STATED EXERCISE = Copy exactly the run of lines that begins at the line with "Please locate the black puffy" and ends at the final line of the entries.

INFORMATION PROVIDED =
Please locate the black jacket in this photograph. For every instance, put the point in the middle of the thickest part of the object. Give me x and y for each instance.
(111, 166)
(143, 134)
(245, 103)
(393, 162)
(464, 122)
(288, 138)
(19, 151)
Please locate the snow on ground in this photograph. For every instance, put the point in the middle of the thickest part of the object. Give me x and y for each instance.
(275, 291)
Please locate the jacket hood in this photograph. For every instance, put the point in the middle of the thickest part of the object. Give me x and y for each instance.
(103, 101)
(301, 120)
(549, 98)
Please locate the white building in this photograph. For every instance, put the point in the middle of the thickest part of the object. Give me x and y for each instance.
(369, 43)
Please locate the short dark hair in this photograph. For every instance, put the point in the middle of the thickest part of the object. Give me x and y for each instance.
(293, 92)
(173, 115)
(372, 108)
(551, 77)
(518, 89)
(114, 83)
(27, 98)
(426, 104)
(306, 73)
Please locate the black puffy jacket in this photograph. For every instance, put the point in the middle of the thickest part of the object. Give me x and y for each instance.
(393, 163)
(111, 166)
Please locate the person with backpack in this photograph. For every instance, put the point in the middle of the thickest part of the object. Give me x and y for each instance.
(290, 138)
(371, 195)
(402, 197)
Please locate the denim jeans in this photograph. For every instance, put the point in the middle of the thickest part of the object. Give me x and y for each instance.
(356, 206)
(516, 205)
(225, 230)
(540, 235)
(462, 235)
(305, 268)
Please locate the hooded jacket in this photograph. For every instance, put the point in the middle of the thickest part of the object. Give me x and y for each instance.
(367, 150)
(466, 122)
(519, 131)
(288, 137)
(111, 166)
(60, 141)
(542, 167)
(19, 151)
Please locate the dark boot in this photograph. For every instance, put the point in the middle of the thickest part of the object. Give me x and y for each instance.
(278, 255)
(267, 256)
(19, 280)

PROBLEM SOLUTION =
Please locate the black puffy jacket in this photograph. For every instance, put the point in the middle of the thickest part of the object. Give me x and y for each instance.
(393, 163)
(111, 166)
Please locate the person with backpack in this photograph. For every instance, put the point in the middle of the thickest part of the object. Give me x and y for each instance.
(290, 138)
(371, 195)
(402, 197)
Please locate the denim jeans in this photograph. For every instance, put the point in the middle of the thickest part of the object. Give me x and y for each instance.
(356, 206)
(516, 205)
(225, 230)
(540, 235)
(462, 235)
(305, 268)
Please locate the hooded jacket in this photograph. For every instance, put the point in the middle of the thickest part of the object. Give me x and y for each instance.
(367, 150)
(466, 122)
(519, 131)
(288, 137)
(111, 166)
(60, 141)
(542, 167)
(19, 151)
Please locate the dark boot in this photograph. For every instance, put the point in the middle of the thickest part of the object. Give me x and y for each instance.
(278, 255)
(267, 256)
(19, 280)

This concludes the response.